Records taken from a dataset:
==================================================
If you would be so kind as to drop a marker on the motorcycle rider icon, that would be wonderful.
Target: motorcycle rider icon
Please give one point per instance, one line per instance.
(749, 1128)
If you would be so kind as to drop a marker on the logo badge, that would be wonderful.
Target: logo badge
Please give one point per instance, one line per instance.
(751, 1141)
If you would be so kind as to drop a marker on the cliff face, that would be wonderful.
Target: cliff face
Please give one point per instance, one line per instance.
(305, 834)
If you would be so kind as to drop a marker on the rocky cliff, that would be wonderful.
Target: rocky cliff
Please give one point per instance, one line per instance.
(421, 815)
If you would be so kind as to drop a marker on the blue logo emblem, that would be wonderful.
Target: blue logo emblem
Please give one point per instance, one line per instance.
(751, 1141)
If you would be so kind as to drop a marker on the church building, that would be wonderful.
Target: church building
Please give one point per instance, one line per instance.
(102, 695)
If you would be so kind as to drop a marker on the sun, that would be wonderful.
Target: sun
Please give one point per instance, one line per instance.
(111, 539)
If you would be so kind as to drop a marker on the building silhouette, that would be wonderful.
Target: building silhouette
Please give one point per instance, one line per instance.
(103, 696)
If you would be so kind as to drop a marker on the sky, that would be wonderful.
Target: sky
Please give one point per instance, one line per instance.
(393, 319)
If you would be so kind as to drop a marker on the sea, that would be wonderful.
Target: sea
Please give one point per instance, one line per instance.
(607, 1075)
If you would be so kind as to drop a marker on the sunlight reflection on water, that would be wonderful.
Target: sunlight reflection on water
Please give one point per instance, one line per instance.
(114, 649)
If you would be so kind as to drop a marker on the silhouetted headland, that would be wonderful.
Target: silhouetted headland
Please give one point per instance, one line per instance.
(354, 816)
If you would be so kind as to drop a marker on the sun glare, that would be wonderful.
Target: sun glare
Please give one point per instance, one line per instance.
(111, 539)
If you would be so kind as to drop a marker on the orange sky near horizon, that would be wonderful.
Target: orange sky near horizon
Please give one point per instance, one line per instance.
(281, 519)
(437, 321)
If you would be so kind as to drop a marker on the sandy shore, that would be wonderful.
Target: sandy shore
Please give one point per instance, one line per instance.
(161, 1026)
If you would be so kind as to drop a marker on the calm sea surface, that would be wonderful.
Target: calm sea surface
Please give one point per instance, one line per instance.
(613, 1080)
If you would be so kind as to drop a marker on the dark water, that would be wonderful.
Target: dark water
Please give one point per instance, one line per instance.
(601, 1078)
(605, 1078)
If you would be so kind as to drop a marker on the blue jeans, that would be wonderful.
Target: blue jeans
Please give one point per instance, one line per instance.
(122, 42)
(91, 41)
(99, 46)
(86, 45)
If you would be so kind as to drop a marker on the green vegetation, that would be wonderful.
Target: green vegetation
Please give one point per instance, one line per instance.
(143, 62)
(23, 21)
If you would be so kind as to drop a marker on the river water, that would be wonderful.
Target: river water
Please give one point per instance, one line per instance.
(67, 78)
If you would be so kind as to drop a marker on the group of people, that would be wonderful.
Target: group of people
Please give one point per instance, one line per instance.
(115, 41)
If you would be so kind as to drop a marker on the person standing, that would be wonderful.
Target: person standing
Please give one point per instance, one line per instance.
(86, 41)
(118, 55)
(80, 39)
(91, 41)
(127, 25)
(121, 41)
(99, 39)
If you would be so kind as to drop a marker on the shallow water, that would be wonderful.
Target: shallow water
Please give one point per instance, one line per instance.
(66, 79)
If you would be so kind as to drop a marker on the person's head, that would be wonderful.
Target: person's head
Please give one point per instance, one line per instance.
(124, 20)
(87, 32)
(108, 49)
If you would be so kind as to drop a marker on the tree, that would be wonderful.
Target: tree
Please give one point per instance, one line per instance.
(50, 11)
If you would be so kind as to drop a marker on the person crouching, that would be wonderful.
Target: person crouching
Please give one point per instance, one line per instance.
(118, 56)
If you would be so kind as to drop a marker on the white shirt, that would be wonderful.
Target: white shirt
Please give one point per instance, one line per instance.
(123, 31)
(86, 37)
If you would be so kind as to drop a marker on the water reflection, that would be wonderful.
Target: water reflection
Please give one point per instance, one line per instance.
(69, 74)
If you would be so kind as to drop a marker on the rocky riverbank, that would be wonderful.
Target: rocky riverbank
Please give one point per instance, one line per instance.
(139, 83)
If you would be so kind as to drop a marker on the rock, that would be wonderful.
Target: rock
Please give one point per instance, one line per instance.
==================================================
Render the lines above, from the line containing "riverbank, that would be wonderful." through the end of the material, as a JSON list of strings with one string per line and no blank lines.

■ SOLUTION
[
  "If you would be so kind as to drop a marker on the rocky riverbank, that would be wonderful.",
  "Target: rocky riverbank",
  "Please give one point per instance, one line per instance.",
  "(139, 83)",
  "If you would be so kind as to drop a marker on the rock, that would be wonderful.",
  "Target: rock",
  "Please give one point per instance, one line per instance."
]